= WORK TASK =
Each line from the one containing "Where can the batting" through the last line of the records below is to be repeated as written, with nothing added.

[Extracted data entries]
================
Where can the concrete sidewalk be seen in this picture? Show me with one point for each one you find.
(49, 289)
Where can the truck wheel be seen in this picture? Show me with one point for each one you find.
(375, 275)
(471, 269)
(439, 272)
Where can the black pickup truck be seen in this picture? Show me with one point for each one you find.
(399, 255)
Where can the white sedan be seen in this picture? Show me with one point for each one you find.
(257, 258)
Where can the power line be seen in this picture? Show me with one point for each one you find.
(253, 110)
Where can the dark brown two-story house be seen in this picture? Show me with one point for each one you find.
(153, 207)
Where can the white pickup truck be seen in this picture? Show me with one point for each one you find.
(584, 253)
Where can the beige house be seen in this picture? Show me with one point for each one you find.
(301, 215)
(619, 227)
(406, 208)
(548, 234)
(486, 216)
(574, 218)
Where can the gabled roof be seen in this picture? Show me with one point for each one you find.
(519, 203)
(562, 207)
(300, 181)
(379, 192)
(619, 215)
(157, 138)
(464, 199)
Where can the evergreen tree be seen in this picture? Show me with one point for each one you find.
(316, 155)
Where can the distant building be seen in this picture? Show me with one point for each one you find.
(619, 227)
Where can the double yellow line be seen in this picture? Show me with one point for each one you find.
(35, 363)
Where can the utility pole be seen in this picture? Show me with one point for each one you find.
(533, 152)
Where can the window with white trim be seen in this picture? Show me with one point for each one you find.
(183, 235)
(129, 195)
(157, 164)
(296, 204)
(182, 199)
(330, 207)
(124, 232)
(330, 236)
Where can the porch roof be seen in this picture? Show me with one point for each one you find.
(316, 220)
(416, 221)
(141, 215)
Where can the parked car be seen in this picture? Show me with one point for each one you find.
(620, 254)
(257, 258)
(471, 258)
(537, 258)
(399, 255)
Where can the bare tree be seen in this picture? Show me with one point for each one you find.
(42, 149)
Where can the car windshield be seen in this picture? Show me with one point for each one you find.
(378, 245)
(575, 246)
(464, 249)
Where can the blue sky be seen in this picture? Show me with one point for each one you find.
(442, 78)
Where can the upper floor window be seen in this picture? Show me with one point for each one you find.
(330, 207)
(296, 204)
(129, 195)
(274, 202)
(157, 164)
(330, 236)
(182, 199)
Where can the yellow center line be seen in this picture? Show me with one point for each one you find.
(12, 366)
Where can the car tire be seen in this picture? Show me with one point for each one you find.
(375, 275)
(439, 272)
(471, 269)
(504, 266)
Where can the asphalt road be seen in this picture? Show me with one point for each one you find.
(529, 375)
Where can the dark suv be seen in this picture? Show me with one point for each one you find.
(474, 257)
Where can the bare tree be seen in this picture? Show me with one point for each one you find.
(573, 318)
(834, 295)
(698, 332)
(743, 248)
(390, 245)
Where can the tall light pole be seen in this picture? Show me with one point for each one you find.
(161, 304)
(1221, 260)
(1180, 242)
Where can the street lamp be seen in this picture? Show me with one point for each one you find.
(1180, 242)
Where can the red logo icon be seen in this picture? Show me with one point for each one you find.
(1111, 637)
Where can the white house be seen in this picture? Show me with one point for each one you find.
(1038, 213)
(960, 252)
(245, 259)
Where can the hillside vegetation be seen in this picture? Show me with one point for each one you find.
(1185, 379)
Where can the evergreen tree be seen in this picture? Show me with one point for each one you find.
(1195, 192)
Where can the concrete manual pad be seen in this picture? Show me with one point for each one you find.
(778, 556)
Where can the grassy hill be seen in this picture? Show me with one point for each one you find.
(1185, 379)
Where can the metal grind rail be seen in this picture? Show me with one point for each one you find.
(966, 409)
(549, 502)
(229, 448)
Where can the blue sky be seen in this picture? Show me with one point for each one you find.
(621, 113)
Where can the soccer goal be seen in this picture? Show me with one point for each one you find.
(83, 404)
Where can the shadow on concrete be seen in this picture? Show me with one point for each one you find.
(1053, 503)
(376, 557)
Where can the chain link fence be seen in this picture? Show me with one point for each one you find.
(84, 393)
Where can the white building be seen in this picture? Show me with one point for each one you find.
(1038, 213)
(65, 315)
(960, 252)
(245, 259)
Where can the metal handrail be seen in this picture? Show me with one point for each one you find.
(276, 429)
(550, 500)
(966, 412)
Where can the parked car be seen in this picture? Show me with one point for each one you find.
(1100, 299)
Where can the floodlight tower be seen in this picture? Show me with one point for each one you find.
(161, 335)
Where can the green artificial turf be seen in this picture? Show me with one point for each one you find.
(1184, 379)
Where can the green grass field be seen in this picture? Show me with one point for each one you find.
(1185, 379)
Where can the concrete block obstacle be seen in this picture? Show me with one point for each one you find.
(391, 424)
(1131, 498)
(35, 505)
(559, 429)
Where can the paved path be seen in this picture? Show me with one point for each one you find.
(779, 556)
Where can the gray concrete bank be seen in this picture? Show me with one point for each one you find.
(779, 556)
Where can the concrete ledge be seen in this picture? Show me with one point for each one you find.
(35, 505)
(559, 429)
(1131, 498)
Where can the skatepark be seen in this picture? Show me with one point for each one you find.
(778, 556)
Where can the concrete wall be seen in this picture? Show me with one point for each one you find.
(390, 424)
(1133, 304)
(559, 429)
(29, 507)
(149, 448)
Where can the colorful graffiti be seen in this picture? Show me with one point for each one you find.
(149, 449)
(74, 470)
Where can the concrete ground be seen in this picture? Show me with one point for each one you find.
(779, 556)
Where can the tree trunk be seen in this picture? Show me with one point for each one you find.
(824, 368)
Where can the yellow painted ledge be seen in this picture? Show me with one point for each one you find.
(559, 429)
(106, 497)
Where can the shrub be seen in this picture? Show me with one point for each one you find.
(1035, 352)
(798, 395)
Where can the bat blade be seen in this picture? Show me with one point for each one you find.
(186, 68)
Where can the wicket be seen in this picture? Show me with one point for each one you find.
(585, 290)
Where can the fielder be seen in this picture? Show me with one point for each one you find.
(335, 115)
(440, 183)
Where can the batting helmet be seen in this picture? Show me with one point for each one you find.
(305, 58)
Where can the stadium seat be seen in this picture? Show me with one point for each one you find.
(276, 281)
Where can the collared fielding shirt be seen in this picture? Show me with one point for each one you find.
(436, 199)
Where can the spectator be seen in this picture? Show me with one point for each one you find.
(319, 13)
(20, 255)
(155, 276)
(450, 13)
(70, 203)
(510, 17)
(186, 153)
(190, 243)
================
= TASK OUTPUT =
Where can the batting helmet be seen in this picture? Show me with one point for each one you find.
(305, 58)
Where can the stadium seat be seen in this picture? Show me with one point for each one you find.
(276, 281)
Where can the collared fielding shirt be seen in this picture? Show me with one point for each one you find.
(436, 199)
Where can the spectator be seen in this picture? Show me with one point for each one you find.
(319, 13)
(20, 255)
(155, 276)
(450, 13)
(70, 203)
(510, 17)
(186, 153)
(190, 243)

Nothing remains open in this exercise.